**Selected extract**

Both sable and black and red are dominant over the pure black color variant. Because it is very recessive, the black gene can be carried for generations and then suddenly manifest as one black pup in a litter of sables or black and reds.

Differentiating Between the Belgian Malinois and the Sable German Shepherd

Belgian Malinois

Belgian Malinois

Although superficially similar in appearance and used for the same tasks (police, military, sport work), the Belgian Malinois and the German Shepherd have distinct differences. A Belgian Malinois can be a solid red or tan with a black muzzle, or they can be sable. Many people find it difficult at first glance to distinguish between the two breeds when they are both sables.

Physically, the major difference between the two dogs involves their build. German Shepherds are built more prominent than the Belgian Malinois. Male dogs of either breed should be 24 to 26 inches at the withers, but a 26-inch male German Shepherd will typically weigh 80 to 90 pounds while a 26-inch malinois is generally only 65 to 75 pounds.

The other pronounced difference between the breeds is their hind end structure. The Belgian Malinois has a classic “endurance trotter” canine build, being just slightly longer than they are tall, with a level back, and their hind end angulation matches their front end angulation.

German Shepherds have a unique build among canines. They are significantly longer than they are tall, and their hind ends are more angulated than their front ends, which causes their back to slope downwards from the withers towards the tail.

This peculiar structure allows them to perform a very flashy extended trot. Conformation line breeders have exaggerated these traits to the point that the dogs can’t do anything except perform a flashy trot.

The breed standard calls for a straight back with only a moderate slope and moderate over-angulation of the hind end. Many conformation line German Shepherds these days have a severely roached back and a severely over-angulated back end, which is always a topic under criticism and debate.

There are many temperament differences between German Shepherds and Belgian Malinois. Belgian Malinois are often described as “German Shepherds on crack” and are frequently referred to as “Maligators” due to their propensity to bite first and never ask questions later.

Is a Sable German Shepherd Dog Right for You?

German Shepherd Sable

You should never select a breed of dog based only on its appearance or color. First, you need to research the German Shepherd Dog. Next, determine if a working-line German Shepherd is right for you and your lifestyle

If you expect your dog to spend its days sleeping on the couch and lounging in the back yard, a working-line German Shepherd is not for you. These dogs are genetically programmed to work. They need socialization, obedience training, pack structure, and a lot of exercise.

If you are interested in getting involved in search and rescue, competitive obedience, or sport work, a working-line German Shepherd is the right choice. If you prefer the sable color, you will need to do some research on finding Sable German Shepherds or breeders.

How to Find a Reputable Sable German Shepherd Breeder

Sable German Shepherd Puppies

The best way to find a reputable German Shepherd breeder is through word of mouth and research.

**Data**
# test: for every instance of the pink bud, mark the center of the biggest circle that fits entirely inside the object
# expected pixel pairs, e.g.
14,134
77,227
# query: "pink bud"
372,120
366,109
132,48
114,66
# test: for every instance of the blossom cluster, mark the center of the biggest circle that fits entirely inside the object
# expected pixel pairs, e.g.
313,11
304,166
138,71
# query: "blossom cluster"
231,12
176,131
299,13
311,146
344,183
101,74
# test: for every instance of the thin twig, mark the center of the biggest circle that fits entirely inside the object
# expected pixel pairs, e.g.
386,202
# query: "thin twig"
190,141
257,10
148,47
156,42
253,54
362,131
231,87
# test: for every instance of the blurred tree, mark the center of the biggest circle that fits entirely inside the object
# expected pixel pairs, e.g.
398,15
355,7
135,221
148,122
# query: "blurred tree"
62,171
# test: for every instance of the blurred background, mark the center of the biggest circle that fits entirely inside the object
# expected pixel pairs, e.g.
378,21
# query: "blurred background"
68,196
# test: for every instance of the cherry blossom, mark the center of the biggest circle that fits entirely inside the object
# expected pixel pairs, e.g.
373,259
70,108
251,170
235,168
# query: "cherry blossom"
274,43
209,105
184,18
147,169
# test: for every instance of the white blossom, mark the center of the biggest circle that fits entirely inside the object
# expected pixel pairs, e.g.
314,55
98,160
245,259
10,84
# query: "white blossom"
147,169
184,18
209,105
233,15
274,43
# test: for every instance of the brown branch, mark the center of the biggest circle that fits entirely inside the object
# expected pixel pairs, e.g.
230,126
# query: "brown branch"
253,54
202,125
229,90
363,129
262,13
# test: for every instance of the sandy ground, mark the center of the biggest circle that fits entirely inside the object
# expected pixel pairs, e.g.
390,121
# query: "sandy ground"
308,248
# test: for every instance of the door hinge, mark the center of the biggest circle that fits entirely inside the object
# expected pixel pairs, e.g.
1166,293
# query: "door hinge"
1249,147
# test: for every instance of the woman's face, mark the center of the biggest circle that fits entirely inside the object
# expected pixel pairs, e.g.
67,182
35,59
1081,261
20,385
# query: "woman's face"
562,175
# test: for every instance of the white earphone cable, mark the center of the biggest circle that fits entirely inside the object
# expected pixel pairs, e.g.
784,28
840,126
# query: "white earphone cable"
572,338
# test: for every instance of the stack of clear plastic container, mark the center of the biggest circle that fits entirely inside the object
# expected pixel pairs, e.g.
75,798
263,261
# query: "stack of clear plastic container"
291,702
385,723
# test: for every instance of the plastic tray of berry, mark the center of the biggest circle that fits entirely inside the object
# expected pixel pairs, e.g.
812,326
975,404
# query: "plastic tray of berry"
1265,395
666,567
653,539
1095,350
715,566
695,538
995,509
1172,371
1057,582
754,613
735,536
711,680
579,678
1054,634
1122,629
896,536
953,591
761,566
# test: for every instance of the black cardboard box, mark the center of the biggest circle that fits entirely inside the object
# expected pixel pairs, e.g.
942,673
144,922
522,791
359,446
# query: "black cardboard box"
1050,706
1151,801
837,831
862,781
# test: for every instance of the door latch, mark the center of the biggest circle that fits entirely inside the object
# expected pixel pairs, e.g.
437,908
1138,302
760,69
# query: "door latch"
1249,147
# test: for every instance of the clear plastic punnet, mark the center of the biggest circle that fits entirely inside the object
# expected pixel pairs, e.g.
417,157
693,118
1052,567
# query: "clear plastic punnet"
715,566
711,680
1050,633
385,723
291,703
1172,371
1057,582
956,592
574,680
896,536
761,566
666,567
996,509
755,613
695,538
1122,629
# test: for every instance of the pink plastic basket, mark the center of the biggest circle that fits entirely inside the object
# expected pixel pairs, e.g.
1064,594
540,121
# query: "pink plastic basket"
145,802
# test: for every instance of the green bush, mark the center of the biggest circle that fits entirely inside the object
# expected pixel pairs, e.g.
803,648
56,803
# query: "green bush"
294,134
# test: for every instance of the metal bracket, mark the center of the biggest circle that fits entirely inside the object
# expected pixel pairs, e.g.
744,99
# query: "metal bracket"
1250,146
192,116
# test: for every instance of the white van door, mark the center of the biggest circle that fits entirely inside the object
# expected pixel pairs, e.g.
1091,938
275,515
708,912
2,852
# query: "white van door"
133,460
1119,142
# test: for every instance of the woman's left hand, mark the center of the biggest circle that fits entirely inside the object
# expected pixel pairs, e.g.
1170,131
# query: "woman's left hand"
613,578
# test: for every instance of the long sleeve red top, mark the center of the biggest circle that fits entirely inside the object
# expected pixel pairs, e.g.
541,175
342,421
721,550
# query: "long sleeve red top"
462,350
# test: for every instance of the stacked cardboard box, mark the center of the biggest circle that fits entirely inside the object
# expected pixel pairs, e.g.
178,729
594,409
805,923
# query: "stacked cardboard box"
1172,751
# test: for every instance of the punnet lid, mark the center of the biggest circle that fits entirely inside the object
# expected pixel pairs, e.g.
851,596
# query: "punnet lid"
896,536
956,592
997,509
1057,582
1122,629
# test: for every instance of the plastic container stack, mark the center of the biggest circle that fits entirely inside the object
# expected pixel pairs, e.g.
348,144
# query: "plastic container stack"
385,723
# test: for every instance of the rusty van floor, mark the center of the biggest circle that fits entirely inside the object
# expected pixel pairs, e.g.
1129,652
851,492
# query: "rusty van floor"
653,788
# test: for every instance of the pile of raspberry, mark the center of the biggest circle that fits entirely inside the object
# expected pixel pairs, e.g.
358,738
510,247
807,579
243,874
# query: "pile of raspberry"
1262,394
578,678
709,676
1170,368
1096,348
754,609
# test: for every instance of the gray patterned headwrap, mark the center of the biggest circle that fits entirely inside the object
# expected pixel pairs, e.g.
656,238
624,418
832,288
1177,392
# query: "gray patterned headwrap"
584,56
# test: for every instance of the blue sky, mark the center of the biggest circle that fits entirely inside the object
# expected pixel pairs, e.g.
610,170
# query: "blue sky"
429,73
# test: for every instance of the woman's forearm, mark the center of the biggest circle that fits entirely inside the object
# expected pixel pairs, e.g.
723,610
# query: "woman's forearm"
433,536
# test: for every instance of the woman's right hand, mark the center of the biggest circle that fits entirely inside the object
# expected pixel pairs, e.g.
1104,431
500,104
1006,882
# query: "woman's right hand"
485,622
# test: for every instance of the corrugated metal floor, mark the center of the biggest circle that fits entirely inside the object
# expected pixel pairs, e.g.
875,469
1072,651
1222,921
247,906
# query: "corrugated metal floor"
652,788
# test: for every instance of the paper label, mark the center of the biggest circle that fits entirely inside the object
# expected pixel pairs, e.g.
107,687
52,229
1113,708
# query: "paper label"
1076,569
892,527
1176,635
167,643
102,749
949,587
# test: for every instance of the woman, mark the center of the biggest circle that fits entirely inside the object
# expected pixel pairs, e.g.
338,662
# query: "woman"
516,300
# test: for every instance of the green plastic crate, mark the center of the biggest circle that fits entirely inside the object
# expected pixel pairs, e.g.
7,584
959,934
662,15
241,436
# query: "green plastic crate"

**Work instruction**
Can you copy the sable German Shepherd passage word for word, starting at "German Shepherds have" and ending at "towards the tail."? The items come from a separate source, unrelated to the sable German Shepherd passage.

**Task result**
German Shepherds have a unique build among canines. They are significantly longer than they are tall, and their hind ends are more angulated than their front ends, which causes their back to slope downwards from the withers towards the tail.